What to work on:
Show each line of the records below that contains the string "grass". Treat uppercase and lowercase letters as distinct.

Extracted records:
_ _ _
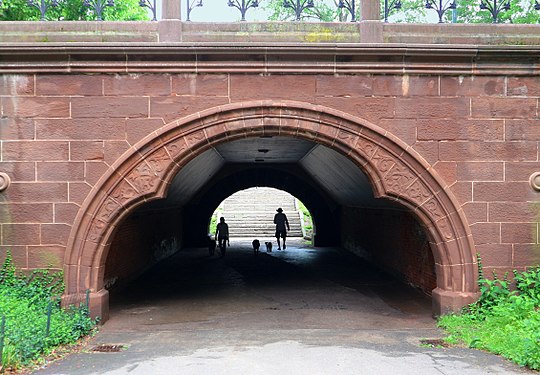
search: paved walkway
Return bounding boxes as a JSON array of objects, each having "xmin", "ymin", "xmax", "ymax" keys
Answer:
[{"xmin": 35, "ymin": 239, "xmax": 533, "ymax": 375}]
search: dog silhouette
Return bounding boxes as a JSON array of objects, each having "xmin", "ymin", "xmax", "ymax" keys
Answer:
[{"xmin": 251, "ymin": 239, "xmax": 261, "ymax": 255}]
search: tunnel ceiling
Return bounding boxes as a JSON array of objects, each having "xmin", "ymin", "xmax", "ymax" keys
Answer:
[{"xmin": 163, "ymin": 137, "xmax": 388, "ymax": 207}]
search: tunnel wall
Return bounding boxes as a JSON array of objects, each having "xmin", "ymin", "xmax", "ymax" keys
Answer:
[
  {"xmin": 341, "ymin": 207, "xmax": 437, "ymax": 294},
  {"xmin": 104, "ymin": 209, "xmax": 182, "ymax": 290}
]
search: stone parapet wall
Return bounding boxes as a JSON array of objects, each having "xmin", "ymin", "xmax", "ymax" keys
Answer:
[{"xmin": 0, "ymin": 19, "xmax": 540, "ymax": 46}]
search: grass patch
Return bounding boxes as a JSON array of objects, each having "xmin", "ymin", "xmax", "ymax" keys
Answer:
[
  {"xmin": 0, "ymin": 253, "xmax": 96, "ymax": 371},
  {"xmin": 439, "ymin": 258, "xmax": 540, "ymax": 370}
]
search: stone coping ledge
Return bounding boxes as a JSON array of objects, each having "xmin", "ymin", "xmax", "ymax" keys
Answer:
[{"xmin": 0, "ymin": 42, "xmax": 540, "ymax": 76}]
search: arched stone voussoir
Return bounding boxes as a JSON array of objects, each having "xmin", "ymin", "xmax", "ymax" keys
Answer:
[{"xmin": 64, "ymin": 101, "xmax": 476, "ymax": 320}]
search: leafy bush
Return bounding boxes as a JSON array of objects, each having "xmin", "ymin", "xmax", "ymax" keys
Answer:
[
  {"xmin": 0, "ymin": 253, "xmax": 95, "ymax": 368},
  {"xmin": 439, "ymin": 260, "xmax": 540, "ymax": 370}
]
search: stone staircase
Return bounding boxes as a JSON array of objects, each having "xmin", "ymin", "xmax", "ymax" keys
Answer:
[{"xmin": 219, "ymin": 187, "xmax": 302, "ymax": 241}]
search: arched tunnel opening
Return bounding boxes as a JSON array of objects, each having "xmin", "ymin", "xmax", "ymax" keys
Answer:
[{"xmin": 104, "ymin": 136, "xmax": 437, "ymax": 322}]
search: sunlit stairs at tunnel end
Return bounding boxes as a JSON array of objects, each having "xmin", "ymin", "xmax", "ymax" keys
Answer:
[{"xmin": 219, "ymin": 187, "xmax": 303, "ymax": 240}]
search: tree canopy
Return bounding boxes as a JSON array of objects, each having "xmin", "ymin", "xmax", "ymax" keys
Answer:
[
  {"xmin": 261, "ymin": 0, "xmax": 540, "ymax": 24},
  {"xmin": 0, "ymin": 0, "xmax": 150, "ymax": 21}
]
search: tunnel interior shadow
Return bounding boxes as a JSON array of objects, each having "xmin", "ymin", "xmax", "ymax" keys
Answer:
[{"xmin": 107, "ymin": 239, "xmax": 431, "ymax": 324}]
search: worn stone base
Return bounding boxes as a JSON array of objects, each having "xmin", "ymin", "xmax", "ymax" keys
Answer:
[
  {"xmin": 62, "ymin": 289, "xmax": 109, "ymax": 323},
  {"xmin": 431, "ymin": 288, "xmax": 480, "ymax": 316}
]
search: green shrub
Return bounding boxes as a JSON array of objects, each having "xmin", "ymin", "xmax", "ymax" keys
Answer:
[
  {"xmin": 0, "ymin": 253, "xmax": 95, "ymax": 368},
  {"xmin": 439, "ymin": 267, "xmax": 540, "ymax": 370}
]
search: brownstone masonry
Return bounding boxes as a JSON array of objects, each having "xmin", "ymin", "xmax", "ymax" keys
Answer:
[{"xmin": 0, "ymin": 17, "xmax": 540, "ymax": 319}]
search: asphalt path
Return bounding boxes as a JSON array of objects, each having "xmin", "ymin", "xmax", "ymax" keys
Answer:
[{"xmin": 34, "ymin": 239, "xmax": 534, "ymax": 375}]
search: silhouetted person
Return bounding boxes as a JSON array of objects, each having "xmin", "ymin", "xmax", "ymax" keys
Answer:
[
  {"xmin": 274, "ymin": 207, "xmax": 291, "ymax": 250},
  {"xmin": 216, "ymin": 217, "xmax": 229, "ymax": 256}
]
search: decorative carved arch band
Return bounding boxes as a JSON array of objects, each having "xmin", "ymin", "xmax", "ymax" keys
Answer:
[{"xmin": 64, "ymin": 101, "xmax": 477, "ymax": 319}]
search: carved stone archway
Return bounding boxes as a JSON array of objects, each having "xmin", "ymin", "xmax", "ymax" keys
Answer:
[{"xmin": 64, "ymin": 101, "xmax": 477, "ymax": 320}]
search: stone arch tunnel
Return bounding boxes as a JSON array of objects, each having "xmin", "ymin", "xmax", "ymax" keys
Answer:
[
  {"xmin": 61, "ymin": 102, "xmax": 476, "ymax": 316},
  {"xmin": 0, "ymin": 25, "xmax": 540, "ymax": 319}
]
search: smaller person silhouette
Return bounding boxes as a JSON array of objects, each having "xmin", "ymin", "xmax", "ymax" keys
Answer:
[
  {"xmin": 216, "ymin": 216, "xmax": 229, "ymax": 256},
  {"xmin": 274, "ymin": 207, "xmax": 291, "ymax": 250}
]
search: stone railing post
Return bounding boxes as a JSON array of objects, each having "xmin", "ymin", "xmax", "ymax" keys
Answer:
[
  {"xmin": 360, "ymin": 0, "xmax": 383, "ymax": 43},
  {"xmin": 158, "ymin": 0, "xmax": 182, "ymax": 42},
  {"xmin": 360, "ymin": 0, "xmax": 381, "ymax": 21},
  {"xmin": 161, "ymin": 0, "xmax": 181, "ymax": 20}
]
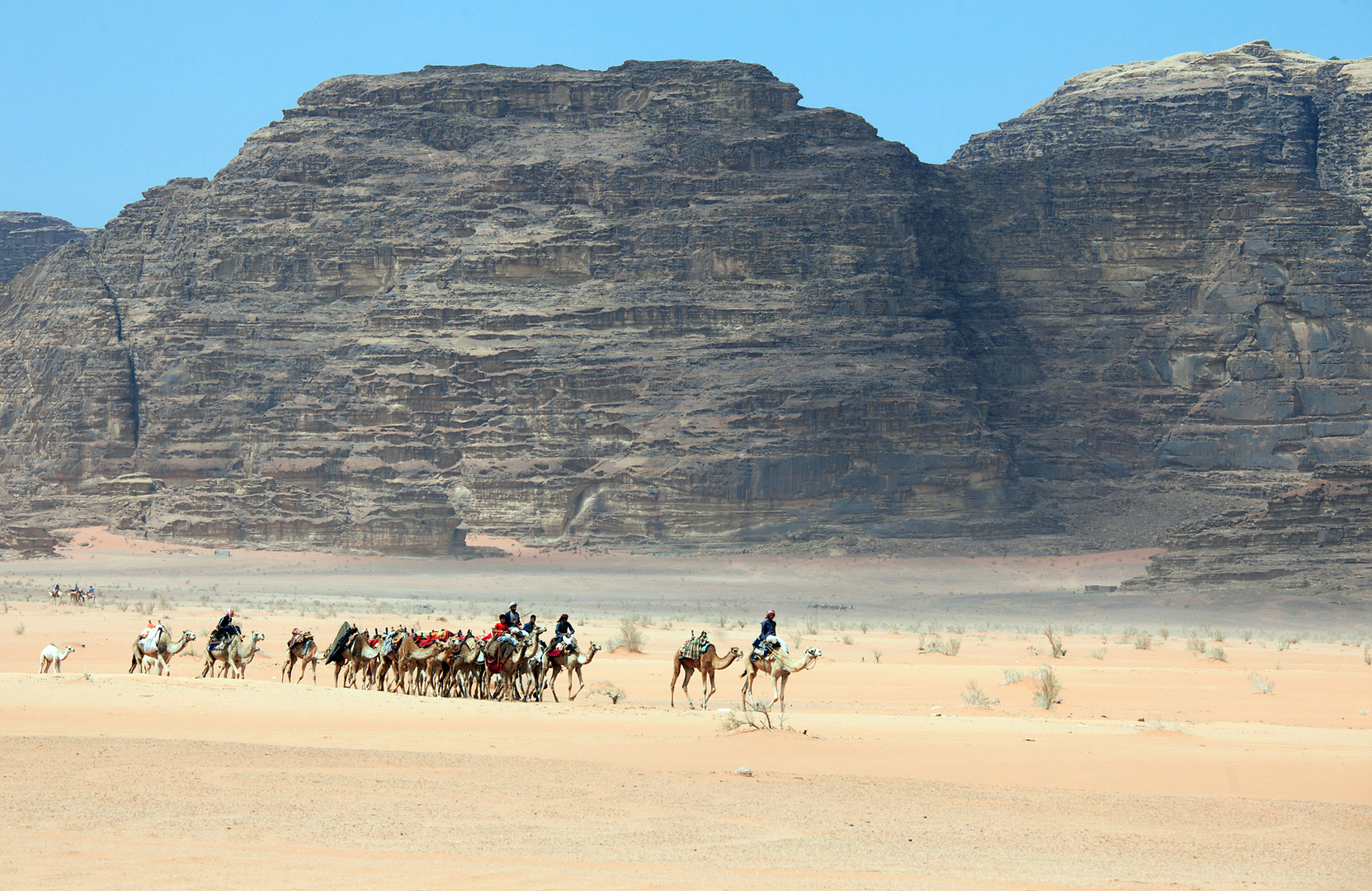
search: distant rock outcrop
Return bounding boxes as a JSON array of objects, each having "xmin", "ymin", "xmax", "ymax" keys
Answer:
[
  {"xmin": 0, "ymin": 210, "xmax": 96, "ymax": 287},
  {"xmin": 0, "ymin": 43, "xmax": 1372, "ymax": 584}
]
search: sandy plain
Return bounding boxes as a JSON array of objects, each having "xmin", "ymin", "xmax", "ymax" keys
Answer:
[{"xmin": 0, "ymin": 530, "xmax": 1372, "ymax": 889}]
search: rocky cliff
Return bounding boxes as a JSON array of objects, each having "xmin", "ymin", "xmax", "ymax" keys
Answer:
[
  {"xmin": 0, "ymin": 210, "xmax": 95, "ymax": 285},
  {"xmin": 0, "ymin": 43, "xmax": 1372, "ymax": 576}
]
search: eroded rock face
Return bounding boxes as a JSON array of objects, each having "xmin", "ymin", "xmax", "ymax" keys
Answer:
[
  {"xmin": 0, "ymin": 210, "xmax": 95, "ymax": 285},
  {"xmin": 0, "ymin": 43, "xmax": 1372, "ymax": 571}
]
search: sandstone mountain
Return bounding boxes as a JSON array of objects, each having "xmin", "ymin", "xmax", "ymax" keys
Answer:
[
  {"xmin": 0, "ymin": 210, "xmax": 95, "ymax": 285},
  {"xmin": 0, "ymin": 41, "xmax": 1372, "ymax": 587}
]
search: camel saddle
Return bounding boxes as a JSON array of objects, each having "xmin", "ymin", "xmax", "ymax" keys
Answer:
[{"xmin": 677, "ymin": 631, "xmax": 712, "ymax": 659}]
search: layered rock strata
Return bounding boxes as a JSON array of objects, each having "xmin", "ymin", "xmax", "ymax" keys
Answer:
[{"xmin": 0, "ymin": 210, "xmax": 95, "ymax": 285}]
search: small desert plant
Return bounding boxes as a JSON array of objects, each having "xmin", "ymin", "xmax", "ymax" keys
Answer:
[
  {"xmin": 1033, "ymin": 666, "xmax": 1062, "ymax": 709},
  {"xmin": 590, "ymin": 681, "xmax": 627, "ymax": 705},
  {"xmin": 962, "ymin": 681, "xmax": 1000, "ymax": 709},
  {"xmin": 609, "ymin": 615, "xmax": 644, "ymax": 650}
]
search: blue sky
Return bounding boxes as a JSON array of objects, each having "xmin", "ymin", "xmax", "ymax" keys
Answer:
[{"xmin": 0, "ymin": 0, "xmax": 1372, "ymax": 225}]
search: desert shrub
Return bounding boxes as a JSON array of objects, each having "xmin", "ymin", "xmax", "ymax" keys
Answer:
[
  {"xmin": 590, "ymin": 681, "xmax": 629, "ymax": 705},
  {"xmin": 1033, "ymin": 666, "xmax": 1062, "ymax": 709},
  {"xmin": 962, "ymin": 681, "xmax": 1000, "ymax": 709},
  {"xmin": 609, "ymin": 615, "xmax": 644, "ymax": 652}
]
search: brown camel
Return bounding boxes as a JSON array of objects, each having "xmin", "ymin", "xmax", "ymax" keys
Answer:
[
  {"xmin": 129, "ymin": 625, "xmax": 195, "ymax": 676},
  {"xmin": 281, "ymin": 631, "xmax": 319, "ymax": 685},
  {"xmin": 671, "ymin": 644, "xmax": 743, "ymax": 711},
  {"xmin": 548, "ymin": 644, "xmax": 601, "ymax": 703},
  {"xmin": 743, "ymin": 647, "xmax": 824, "ymax": 726}
]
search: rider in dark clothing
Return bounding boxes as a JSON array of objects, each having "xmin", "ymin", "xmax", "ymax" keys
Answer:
[{"xmin": 210, "ymin": 610, "xmax": 242, "ymax": 644}]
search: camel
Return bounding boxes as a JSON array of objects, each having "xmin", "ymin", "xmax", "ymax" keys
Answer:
[
  {"xmin": 548, "ymin": 644, "xmax": 601, "ymax": 703},
  {"xmin": 129, "ymin": 625, "xmax": 195, "ymax": 676},
  {"xmin": 39, "ymin": 644, "xmax": 85, "ymax": 674},
  {"xmin": 281, "ymin": 634, "xmax": 319, "ymax": 685},
  {"xmin": 743, "ymin": 647, "xmax": 824, "ymax": 726},
  {"xmin": 200, "ymin": 631, "xmax": 266, "ymax": 678},
  {"xmin": 224, "ymin": 631, "xmax": 266, "ymax": 681},
  {"xmin": 671, "ymin": 644, "xmax": 743, "ymax": 711}
]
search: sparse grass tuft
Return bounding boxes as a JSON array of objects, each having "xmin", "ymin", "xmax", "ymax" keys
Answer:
[
  {"xmin": 1043, "ymin": 625, "xmax": 1068, "ymax": 659},
  {"xmin": 962, "ymin": 681, "xmax": 1000, "ymax": 709},
  {"xmin": 609, "ymin": 615, "xmax": 644, "ymax": 650},
  {"xmin": 1033, "ymin": 666, "xmax": 1062, "ymax": 709}
]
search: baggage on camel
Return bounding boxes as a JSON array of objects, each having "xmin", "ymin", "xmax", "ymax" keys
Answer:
[{"xmin": 323, "ymin": 622, "xmax": 356, "ymax": 664}]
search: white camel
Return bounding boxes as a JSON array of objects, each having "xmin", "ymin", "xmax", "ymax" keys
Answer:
[{"xmin": 39, "ymin": 644, "xmax": 85, "ymax": 674}]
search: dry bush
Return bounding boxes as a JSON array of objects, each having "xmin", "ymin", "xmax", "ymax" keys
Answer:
[
  {"xmin": 1043, "ymin": 625, "xmax": 1068, "ymax": 659},
  {"xmin": 960, "ymin": 681, "xmax": 1000, "ymax": 709},
  {"xmin": 590, "ymin": 681, "xmax": 629, "ymax": 705},
  {"xmin": 1033, "ymin": 666, "xmax": 1062, "ymax": 709},
  {"xmin": 609, "ymin": 615, "xmax": 644, "ymax": 652}
]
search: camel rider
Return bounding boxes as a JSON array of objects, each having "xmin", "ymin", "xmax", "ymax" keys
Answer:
[
  {"xmin": 553, "ymin": 612, "xmax": 576, "ymax": 652},
  {"xmin": 753, "ymin": 610, "xmax": 789, "ymax": 658},
  {"xmin": 210, "ymin": 607, "xmax": 238, "ymax": 649}
]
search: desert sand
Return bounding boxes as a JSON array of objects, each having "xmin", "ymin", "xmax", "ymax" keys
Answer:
[{"xmin": 0, "ymin": 530, "xmax": 1372, "ymax": 889}]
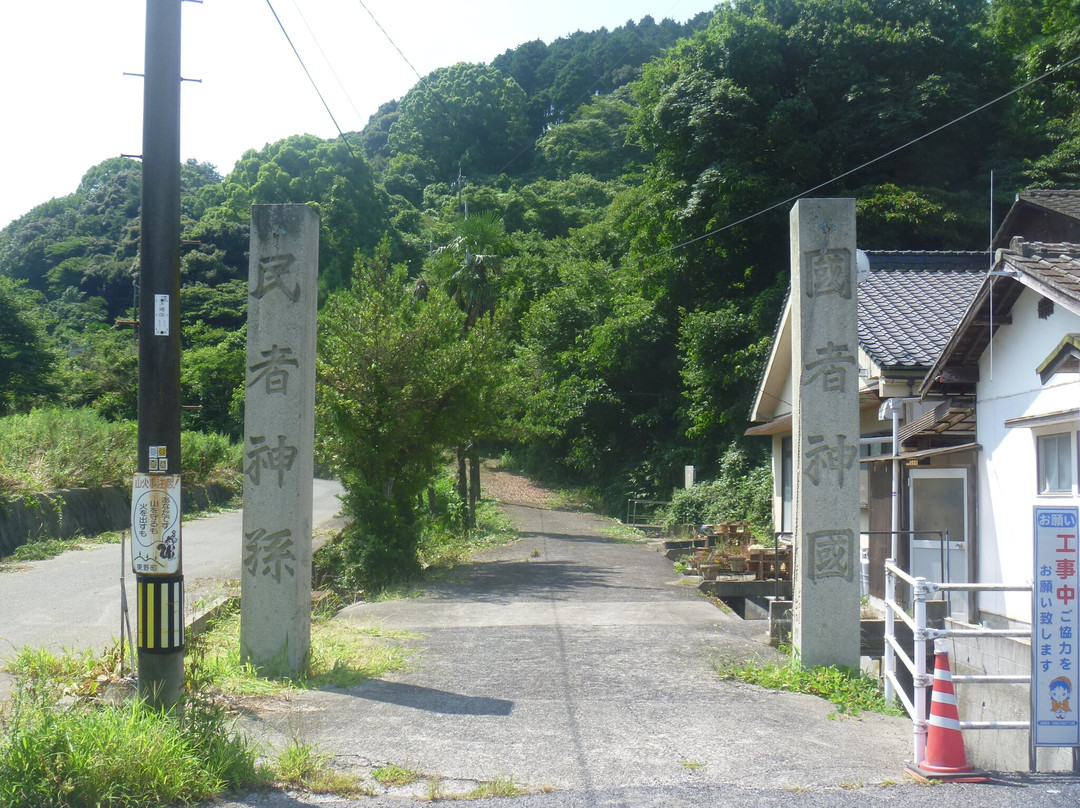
_ _ _
Answer to this task:
search: grass patch
search: sparse grass tuft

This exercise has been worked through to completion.